§ **Task set**
1. List every kind of loss named in the confession about sadness below.
2. According to the confession about sadness below, why has the writer not spent much time in fear?

§ **Text excerpt**
** start **

Today’s confession is not such a surprising one. It is simply that I think I am feeling sad. Why not sure? Well, sadness has to compete with fear and anger right now, so it doesn’t always get recognized or acknowledged. Fear has been front and center for awhile now, if the TV is on for any length of time, anyone would be filled with more than enough fear to keep them home and under the covers for quite awhile. (which fits in nicely with the orders we have been given not to leave home)
Then there’s anger. Anger is a natural reaction to having things systematically taken from us over a short period of time. Feeling more and more restricted in where we can go and what we can do has left us angry and feeling helpless. Once the anger subsides, it is then that sadness has a chance to make herself known. She has been with me all along, but I have been too busy being scared or being mad, to have time to pay her any attention.
But today, I had to acknowledge that I am sad. I have not spent much time in fear because of my faith. And anger is exhausting and pointless and for me, passes quickly. When those two are stripped away, I am finally left alone, face to face with my sadness. Sometimes my sadness is for myself, most times it is for others that I know and love and for all those I don’t even know but identify with because we are all one race, the human race.
There is a lot of loss going on right now, but no time to grieve as we are still in the process of loss. The losses are still continuing. Loss of lives, loss of freedoms, loss of daily routines, loss of work, loss of time spent with others, loss of travel long planned, loss of events long looked forward to (weddings, graduations, sporting events like the Olympics – the list would be endless)

** end **

§ **Recorded information**
** start **

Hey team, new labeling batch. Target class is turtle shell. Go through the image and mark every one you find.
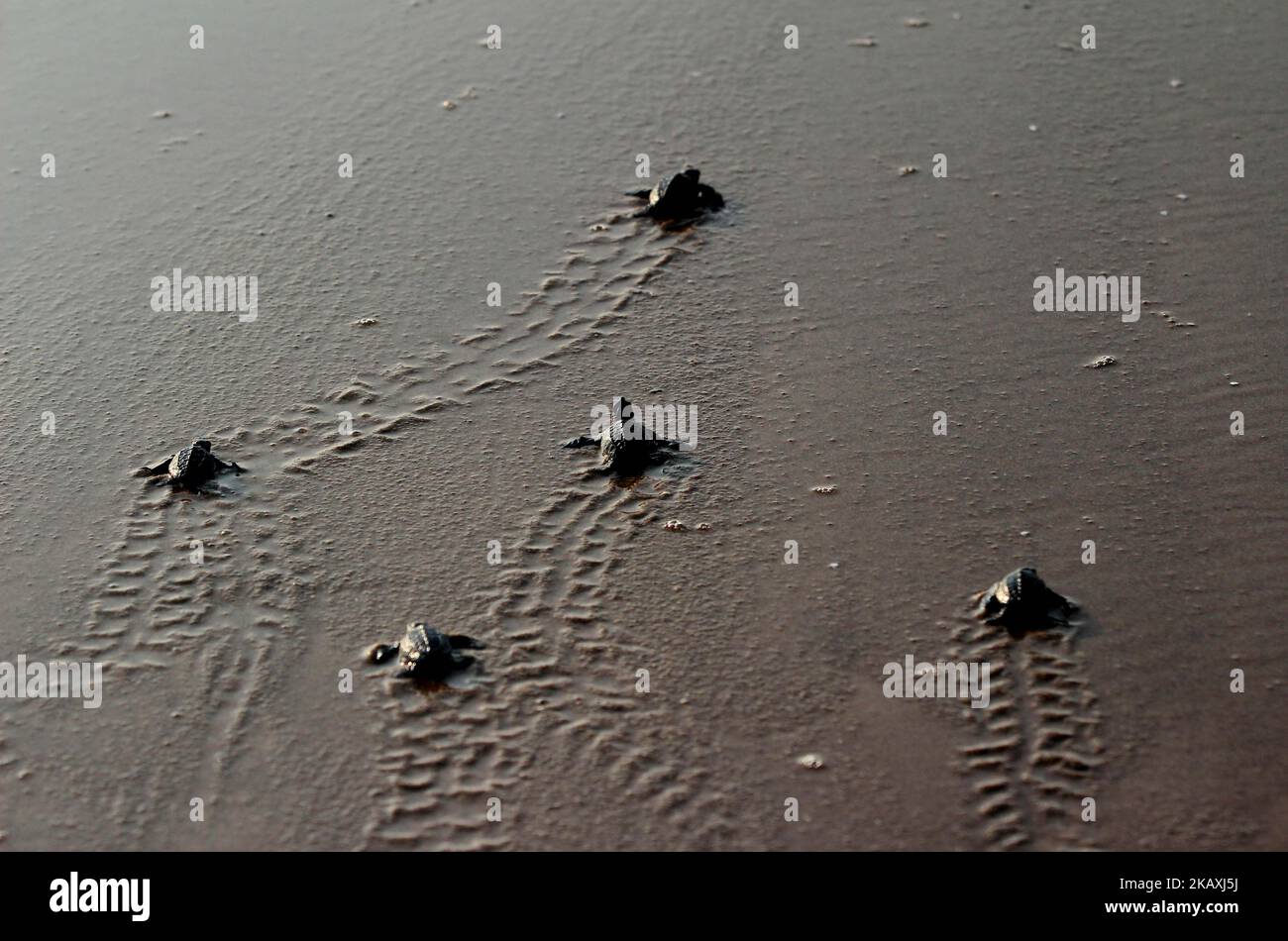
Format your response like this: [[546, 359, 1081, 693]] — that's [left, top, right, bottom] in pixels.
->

** end **

§ **Responses**
1.
- Loss of lives
- Loss of freedoms
- Loss of daily routines
- Loss of work
- Loss of time spent with others
- Loss of travel long planned
- Loss of events long looked forward to (weddings, graduations, sporting events like the Olympics)

2. Because of the writer's faith.